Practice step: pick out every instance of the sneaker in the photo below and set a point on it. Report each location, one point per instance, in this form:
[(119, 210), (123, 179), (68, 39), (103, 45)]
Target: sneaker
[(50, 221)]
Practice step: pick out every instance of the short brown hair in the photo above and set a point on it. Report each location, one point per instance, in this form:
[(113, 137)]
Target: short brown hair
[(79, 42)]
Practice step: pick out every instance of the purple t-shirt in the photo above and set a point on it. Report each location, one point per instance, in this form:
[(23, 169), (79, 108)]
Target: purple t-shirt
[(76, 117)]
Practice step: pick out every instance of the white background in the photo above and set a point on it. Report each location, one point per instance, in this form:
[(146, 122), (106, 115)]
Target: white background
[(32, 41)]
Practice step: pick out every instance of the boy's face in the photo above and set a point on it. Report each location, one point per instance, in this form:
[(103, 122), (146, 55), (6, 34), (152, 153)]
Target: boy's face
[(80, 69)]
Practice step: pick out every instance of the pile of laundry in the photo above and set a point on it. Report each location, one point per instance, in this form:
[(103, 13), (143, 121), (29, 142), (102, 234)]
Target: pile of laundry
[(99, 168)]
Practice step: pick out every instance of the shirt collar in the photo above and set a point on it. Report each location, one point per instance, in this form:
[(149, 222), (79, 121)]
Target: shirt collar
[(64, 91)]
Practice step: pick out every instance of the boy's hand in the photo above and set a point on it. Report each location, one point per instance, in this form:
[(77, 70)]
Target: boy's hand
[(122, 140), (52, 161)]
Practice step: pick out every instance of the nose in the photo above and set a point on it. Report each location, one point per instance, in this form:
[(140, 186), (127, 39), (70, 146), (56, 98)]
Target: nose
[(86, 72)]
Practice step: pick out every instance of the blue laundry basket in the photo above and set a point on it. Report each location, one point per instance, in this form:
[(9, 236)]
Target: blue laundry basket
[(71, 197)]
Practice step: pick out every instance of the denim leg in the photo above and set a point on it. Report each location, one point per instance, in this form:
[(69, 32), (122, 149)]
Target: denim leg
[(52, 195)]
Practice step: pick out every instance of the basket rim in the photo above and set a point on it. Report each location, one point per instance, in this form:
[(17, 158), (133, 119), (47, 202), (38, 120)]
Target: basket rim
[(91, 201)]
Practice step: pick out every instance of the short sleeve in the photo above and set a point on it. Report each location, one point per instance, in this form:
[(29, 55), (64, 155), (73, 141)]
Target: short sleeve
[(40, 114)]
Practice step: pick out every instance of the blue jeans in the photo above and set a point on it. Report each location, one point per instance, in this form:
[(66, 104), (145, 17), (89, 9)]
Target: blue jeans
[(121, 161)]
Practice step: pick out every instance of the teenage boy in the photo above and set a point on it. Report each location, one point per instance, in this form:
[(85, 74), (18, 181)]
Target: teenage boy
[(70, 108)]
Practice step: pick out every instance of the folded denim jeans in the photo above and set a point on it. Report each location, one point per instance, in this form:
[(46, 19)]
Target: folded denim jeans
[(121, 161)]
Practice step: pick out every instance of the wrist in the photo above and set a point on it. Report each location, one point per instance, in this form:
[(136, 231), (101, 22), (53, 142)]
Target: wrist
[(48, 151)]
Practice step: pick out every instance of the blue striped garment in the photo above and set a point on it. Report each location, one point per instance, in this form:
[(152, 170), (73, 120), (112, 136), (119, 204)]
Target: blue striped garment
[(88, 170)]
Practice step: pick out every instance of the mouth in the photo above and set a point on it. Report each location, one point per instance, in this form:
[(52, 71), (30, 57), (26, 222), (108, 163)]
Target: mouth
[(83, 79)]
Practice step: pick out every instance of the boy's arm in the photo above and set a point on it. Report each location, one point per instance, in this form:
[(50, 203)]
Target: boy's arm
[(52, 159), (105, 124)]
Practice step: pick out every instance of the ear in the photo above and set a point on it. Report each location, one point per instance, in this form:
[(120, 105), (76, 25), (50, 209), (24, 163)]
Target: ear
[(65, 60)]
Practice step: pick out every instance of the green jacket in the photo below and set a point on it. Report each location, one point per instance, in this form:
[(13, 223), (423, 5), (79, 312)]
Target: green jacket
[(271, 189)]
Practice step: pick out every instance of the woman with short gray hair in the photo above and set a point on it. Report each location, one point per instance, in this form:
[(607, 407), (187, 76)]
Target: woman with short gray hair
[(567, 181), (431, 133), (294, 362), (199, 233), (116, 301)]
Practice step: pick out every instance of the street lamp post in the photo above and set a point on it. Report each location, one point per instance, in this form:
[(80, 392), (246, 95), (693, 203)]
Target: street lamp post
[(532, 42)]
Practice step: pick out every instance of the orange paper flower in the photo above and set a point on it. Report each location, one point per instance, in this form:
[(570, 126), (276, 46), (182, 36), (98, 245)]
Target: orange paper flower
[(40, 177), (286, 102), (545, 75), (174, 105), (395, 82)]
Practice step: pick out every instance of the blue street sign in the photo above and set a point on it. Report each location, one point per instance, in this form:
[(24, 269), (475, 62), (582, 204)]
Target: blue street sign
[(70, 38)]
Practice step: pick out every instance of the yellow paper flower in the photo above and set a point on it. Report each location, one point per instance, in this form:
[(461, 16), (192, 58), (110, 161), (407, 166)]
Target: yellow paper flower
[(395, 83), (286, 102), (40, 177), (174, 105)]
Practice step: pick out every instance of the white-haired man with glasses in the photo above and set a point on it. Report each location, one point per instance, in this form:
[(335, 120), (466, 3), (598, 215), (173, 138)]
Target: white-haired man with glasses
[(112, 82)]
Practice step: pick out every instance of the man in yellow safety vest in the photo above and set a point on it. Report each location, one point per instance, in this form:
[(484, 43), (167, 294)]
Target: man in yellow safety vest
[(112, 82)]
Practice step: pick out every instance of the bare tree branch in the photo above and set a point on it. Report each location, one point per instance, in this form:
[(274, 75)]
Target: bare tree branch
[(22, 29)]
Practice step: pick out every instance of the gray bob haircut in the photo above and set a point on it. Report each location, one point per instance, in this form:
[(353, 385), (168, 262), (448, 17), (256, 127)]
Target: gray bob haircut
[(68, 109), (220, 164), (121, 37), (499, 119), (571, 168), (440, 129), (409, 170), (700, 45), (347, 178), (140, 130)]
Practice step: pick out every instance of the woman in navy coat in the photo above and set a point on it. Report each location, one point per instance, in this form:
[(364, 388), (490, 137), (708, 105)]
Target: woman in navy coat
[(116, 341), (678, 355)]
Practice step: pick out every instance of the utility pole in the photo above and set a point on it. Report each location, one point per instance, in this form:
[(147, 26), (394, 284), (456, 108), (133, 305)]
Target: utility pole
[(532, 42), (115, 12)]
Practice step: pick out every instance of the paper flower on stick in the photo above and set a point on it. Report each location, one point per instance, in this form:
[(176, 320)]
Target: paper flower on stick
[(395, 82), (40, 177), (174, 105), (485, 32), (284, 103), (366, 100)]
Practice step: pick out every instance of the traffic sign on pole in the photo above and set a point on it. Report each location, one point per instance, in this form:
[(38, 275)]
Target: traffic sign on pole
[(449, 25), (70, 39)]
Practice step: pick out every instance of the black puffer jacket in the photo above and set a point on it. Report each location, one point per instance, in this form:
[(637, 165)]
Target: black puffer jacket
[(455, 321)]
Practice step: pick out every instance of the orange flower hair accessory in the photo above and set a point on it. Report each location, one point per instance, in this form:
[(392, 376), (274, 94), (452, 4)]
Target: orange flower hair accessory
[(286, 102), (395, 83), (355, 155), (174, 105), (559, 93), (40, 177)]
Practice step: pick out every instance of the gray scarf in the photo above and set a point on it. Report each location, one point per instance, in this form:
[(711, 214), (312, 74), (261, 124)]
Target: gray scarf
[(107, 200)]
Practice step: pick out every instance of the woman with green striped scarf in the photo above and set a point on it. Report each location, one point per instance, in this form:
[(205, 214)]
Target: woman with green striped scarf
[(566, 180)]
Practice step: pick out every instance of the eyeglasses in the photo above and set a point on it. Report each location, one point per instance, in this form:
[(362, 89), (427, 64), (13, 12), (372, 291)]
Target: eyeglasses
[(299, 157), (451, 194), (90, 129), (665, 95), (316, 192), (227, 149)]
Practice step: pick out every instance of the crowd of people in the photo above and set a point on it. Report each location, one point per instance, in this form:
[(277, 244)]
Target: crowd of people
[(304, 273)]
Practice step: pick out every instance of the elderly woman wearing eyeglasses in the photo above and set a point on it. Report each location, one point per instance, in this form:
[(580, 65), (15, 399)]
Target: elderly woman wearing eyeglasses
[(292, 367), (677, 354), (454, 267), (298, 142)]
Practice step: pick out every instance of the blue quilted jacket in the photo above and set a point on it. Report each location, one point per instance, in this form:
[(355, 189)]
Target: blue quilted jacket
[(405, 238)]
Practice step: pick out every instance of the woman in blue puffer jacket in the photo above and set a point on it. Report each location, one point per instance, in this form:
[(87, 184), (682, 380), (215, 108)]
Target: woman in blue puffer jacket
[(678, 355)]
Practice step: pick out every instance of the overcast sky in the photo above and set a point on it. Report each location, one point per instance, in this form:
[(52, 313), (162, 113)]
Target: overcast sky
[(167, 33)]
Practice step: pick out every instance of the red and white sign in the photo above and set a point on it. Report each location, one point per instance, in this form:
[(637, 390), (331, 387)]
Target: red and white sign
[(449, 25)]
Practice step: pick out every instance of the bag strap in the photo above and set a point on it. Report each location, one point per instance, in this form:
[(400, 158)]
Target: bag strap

REQUIRED ACTION
An exact copy of the lines above, from the one containing "Target: ear" down to the one containing "[(274, 75)]" and including both, is the whole answer; retype it and nothing else.

ANSWER TO THE PROBLEM
Target: ear
[(65, 60)]
Practice step: pick out every instance of the green jacket in the photo below and set a point on it. Report each location, one point per instance, in this form:
[(13, 223), (423, 5), (79, 312)]
Target: green jacket
[(271, 189)]
Practice step: pick out every instance of the woman with short gray hair in the photo above and set a point on it. Report each location, one point per instance, in this form:
[(607, 407), (187, 76)]
Target: woman with short gray hair
[(567, 181), (431, 133), (294, 362), (199, 233), (116, 301)]
Practice step: pick out every instance of the street lamp post in the photo above and set a point on it. Report each location, one point per instance, in this form:
[(80, 392), (246, 95), (693, 203)]
Target: street lamp post
[(532, 42)]
Practice step: pick out every instance of the orange paper flower in the photo above and set a point on it. Report each location, one point per instance, in this form:
[(570, 126), (276, 46), (182, 36), (98, 245)]
Target: orange paper flower
[(40, 177), (286, 102), (545, 75), (174, 105), (395, 82)]
Practice step: pick out every instance of the blue street sign in the photo above and set a point on it. Report each location, one point per instance, in this form:
[(24, 269), (475, 62), (582, 204)]
Target: blue street sign
[(70, 38)]
Practice step: pick out every instance of the yellow paper flower in the photo above and set a point on it. Report each location, one point per instance, in this form:
[(461, 16), (192, 58), (110, 161), (407, 166)]
Target: yellow paper flower
[(395, 83), (286, 102), (40, 177), (174, 105)]
Practice step: pick out every instance of the white-haired man with glasses in the photo above and set a point on it. Report each location, one point per instance, in this form:
[(335, 120), (466, 3), (598, 215), (173, 138)]
Target: white-haired man with glasses
[(112, 82)]
Practice step: pick out every instance of the man in yellow safety vest in the photo above and set a point on it. Report each location, one point per instance, in this form:
[(484, 43), (167, 294)]
Target: man in yellow safety vest
[(112, 82)]
Practice step: pick out every instance of the bare tree branch in the photo above and set a point on it. Report each location, one point per instance, in this form:
[(274, 75)]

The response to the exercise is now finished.